> **What to do**
Copy the records below exactly as they appear.
════════
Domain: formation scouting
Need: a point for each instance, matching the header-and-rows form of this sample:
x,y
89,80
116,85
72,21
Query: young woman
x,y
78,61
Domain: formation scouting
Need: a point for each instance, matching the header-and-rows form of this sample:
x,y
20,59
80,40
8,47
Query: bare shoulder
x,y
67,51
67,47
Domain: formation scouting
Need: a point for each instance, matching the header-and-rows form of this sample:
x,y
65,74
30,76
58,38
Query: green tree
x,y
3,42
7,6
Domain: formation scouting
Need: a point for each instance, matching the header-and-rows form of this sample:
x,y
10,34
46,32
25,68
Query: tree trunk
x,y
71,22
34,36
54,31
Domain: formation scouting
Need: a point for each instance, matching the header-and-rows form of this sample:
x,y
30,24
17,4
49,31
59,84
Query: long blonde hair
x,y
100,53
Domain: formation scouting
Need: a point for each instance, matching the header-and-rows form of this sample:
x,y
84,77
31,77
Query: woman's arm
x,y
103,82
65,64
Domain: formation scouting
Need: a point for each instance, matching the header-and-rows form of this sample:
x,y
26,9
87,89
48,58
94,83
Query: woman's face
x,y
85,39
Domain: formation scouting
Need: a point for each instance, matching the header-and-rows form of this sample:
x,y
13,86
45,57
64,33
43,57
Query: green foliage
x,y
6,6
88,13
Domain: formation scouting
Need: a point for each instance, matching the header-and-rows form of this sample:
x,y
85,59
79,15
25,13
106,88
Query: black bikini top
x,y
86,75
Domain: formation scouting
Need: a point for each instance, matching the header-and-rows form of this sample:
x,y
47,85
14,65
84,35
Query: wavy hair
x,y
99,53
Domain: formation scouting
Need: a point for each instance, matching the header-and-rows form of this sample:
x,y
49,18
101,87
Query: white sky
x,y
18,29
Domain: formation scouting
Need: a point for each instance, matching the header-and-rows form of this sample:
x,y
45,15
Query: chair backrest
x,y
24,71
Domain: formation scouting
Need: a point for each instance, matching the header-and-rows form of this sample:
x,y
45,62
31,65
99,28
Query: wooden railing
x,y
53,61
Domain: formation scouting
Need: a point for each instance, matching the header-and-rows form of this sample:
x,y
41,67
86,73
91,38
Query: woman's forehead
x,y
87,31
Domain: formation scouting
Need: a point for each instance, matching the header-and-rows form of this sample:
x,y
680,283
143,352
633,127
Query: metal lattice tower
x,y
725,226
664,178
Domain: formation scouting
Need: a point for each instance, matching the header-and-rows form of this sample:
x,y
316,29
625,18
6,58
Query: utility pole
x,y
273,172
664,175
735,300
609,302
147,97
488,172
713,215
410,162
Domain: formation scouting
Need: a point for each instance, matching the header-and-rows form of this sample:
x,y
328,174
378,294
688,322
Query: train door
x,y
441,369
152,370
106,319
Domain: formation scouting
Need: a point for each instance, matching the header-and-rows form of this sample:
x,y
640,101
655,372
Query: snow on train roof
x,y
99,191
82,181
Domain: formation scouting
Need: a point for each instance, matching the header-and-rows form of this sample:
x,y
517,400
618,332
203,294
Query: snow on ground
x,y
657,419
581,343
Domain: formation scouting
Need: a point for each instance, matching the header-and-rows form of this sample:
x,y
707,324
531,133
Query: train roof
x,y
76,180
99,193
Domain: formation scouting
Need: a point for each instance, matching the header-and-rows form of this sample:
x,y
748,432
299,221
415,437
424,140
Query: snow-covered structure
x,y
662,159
════════
> **Answer area**
Domain: formation scouting
Need: a point for each instance, matching the header-and-rows form of this sample:
x,y
89,80
116,85
72,21
Query: young woman
x,y
78,61
Domain: formation scouting
Need: a point for each instance, matching the header-and-rows form of this sample:
x,y
20,59
80,40
8,47
Query: bare shoulder
x,y
67,51
67,47
Domain: formation scouting
Need: a point for each instance, matching the header-and-rows form of this sample:
x,y
65,74
30,76
58,38
Query: green tree
x,y
3,42
7,6
Domain: formation scouting
Need: a point for each instance, matching the header-and-rows form of this sample:
x,y
10,34
46,32
25,68
Query: tree trunk
x,y
71,22
34,36
54,31
Domain: formation scouting
Need: a point for each instance, matching the header-and-rows form of this sample:
x,y
30,24
17,4
49,31
59,84
Query: long blonde hair
x,y
100,53
Domain: formation scouting
Need: a point for each instance, matching the header-and-rows form of this sample:
x,y
84,77
31,77
Query: woman's arm
x,y
103,82
65,64
Domain: formation scouting
Need: a point for each instance, matching the header-and-rows form of this sample:
x,y
26,9
87,89
48,58
94,83
Query: woman's face
x,y
85,39
Domain: formation scouting
Need: a point for each instance, matching the header-and-rows form of this sample:
x,y
13,86
45,57
64,33
43,57
Query: green foliage
x,y
6,6
88,13
Domain: formation scouting
Need: a point for each instance, matching the header-and-rows form of this sample:
x,y
85,59
79,15
25,13
106,88
Query: black bikini top
x,y
86,75
Domain: formation scouting
Need: a point for each instance, matching the header-and-rows form of this sample:
x,y
47,85
14,65
84,35
Query: wavy hair
x,y
99,53
Domain: formation scouting
Need: a point for each instance, matching the header-and-rows form of this sample:
x,y
49,18
101,87
Query: white sky
x,y
18,29
Domain: formation scouting
Need: a point for each instance, matching the header-and-rows form of this sample:
x,y
45,15
Query: chair backrest
x,y
24,71
Domain: formation scouting
Need: a point for each instance, matching the header-and-rows form of this sample:
x,y
45,62
31,65
99,28
Query: wooden railing
x,y
53,61
Domain: formation scouting
Need: a point for each instance, matching the header-and-rows form of this sample:
x,y
41,67
86,73
91,38
Query: woman's forehead
x,y
87,31
Domain: formation scouting
Need: a point for each instance, matching the header-and-rows form of this sample:
x,y
680,283
143,352
633,127
Query: metal lattice tower
x,y
725,226
664,178
Domain: formation scouting
Need: a point for each instance, matching the header-and-rows form of this sample:
x,y
316,29
625,18
6,58
Query: utility pole
x,y
273,172
664,175
735,300
609,302
147,97
488,172
713,215
410,162
Domain: formation scouting
Need: a point for each instance, matching the header-and-rows form of this sample:
x,y
328,174
378,294
688,322
Query: train door
x,y
441,369
152,370
106,319
Domain: formation scouting
Need: a point for each instance, matching the header-and-rows form of this sample:
x,y
640,101
655,372
Query: snow on train roof
x,y
99,191
82,181
Domain: formation scouting
Need: a point for each instance, matching the header-and-rows form of this sample:
x,y
517,400
618,332
203,294
Query: snow on ground
x,y
657,419
581,343
Domain: formation scouting
Need: a point for each instance, matching the header-and-rows form of this sample:
x,y
707,324
531,133
Query: train roof
x,y
76,180
99,193
Domain: formation scouting
Need: a point for each instance, matching the header-and-rows form of this sample:
x,y
748,432
299,221
415,437
424,140
Query: snow-covered structure
x,y
662,159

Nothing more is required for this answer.